** INPUT RECORDS **

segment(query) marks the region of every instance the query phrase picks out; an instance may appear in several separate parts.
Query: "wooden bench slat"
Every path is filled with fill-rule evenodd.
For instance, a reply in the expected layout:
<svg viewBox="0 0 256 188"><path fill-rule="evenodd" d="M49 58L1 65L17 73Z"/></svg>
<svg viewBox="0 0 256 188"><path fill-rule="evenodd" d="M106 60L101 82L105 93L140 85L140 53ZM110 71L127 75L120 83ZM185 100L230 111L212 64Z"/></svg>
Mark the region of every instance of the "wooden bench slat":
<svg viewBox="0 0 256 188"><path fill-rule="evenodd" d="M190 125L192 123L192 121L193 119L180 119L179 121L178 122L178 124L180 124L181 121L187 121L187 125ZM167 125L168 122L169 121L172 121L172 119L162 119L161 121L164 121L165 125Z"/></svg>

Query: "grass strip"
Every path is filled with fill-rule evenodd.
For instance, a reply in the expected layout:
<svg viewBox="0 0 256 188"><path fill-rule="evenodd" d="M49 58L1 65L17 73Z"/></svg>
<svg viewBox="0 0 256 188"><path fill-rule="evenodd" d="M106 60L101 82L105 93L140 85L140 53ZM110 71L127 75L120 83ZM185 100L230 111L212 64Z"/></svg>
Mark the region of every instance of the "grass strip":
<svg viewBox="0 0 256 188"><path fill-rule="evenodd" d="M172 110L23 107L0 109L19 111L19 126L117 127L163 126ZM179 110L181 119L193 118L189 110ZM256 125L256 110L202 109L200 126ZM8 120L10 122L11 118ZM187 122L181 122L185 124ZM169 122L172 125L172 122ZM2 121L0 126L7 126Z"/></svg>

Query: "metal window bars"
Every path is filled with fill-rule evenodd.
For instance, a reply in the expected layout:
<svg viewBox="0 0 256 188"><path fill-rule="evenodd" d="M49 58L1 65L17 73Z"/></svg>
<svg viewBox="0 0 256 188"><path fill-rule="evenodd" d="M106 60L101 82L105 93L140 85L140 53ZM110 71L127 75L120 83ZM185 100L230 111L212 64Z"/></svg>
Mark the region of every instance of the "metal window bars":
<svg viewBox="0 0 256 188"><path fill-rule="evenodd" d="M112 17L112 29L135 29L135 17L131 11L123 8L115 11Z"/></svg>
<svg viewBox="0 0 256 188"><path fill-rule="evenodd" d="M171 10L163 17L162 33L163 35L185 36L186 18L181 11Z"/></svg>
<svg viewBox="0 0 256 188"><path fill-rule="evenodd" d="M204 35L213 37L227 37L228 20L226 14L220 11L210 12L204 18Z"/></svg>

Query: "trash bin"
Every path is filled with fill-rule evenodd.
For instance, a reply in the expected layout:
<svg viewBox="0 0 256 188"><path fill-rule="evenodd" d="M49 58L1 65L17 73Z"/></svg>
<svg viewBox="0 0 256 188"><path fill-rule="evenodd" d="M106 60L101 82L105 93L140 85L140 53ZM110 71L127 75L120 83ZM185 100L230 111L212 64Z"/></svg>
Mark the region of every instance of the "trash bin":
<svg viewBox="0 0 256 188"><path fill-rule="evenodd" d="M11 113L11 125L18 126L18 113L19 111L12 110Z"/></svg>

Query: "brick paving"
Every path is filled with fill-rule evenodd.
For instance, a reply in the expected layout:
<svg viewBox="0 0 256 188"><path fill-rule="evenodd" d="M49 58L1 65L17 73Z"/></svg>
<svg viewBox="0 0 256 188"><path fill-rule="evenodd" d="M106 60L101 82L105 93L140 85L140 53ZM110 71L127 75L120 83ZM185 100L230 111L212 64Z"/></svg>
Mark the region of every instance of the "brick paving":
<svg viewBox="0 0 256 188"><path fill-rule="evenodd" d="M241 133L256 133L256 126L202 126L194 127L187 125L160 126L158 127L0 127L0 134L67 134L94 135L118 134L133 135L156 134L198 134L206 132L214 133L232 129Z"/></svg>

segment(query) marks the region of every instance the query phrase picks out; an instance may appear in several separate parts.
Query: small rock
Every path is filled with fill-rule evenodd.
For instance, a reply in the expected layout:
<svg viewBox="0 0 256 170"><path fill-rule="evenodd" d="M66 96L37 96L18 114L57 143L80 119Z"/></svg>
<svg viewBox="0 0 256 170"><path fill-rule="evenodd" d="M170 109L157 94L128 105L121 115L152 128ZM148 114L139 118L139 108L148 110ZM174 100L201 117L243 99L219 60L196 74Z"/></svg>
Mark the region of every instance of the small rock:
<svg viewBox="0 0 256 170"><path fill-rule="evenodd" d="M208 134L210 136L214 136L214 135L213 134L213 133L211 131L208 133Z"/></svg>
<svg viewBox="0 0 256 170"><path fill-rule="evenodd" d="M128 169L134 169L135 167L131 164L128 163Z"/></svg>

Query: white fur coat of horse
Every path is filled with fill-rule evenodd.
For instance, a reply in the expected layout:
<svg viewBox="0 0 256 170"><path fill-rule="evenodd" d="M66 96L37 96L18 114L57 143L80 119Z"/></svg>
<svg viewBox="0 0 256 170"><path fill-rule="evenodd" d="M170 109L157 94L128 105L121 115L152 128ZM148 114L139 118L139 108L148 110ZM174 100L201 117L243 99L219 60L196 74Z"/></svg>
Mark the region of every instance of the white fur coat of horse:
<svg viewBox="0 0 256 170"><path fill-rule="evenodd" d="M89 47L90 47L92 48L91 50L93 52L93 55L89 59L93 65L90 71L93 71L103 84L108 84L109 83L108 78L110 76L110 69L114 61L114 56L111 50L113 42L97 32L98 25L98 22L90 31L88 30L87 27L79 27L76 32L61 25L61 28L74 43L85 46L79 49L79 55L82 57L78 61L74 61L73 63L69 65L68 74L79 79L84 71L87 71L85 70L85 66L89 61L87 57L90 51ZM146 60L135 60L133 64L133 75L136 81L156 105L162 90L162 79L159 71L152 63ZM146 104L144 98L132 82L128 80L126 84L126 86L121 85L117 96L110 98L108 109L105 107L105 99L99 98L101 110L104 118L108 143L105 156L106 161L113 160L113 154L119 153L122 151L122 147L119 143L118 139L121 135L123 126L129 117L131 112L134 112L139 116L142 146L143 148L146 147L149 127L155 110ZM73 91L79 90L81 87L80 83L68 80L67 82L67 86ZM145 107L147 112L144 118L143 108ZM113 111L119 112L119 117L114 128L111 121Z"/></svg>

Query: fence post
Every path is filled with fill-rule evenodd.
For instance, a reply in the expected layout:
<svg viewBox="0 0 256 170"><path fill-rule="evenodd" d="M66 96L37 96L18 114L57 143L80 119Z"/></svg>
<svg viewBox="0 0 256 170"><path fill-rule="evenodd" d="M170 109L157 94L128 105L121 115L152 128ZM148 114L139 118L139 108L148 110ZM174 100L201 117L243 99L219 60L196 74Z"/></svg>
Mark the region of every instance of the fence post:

** WORK REQUIRED **
Repeat exactly the lines above, starting with the line that contains "Query: fence post" and ending with the last line, both included, and nothing else.

** EXERCISE SOLUTION **
Query: fence post
Every path is filled with fill-rule evenodd.
For instance, a reply in the expected layout:
<svg viewBox="0 0 256 170"><path fill-rule="evenodd" d="M66 96L37 96L18 114L57 143L80 119Z"/></svg>
<svg viewBox="0 0 256 170"><path fill-rule="evenodd" d="M170 109L157 94L128 105L121 115L152 128ZM148 114L139 118L139 108L148 110ZM174 100L201 117L243 99L219 60L196 74Z"/></svg>
Mark the region of every instance of the fence post:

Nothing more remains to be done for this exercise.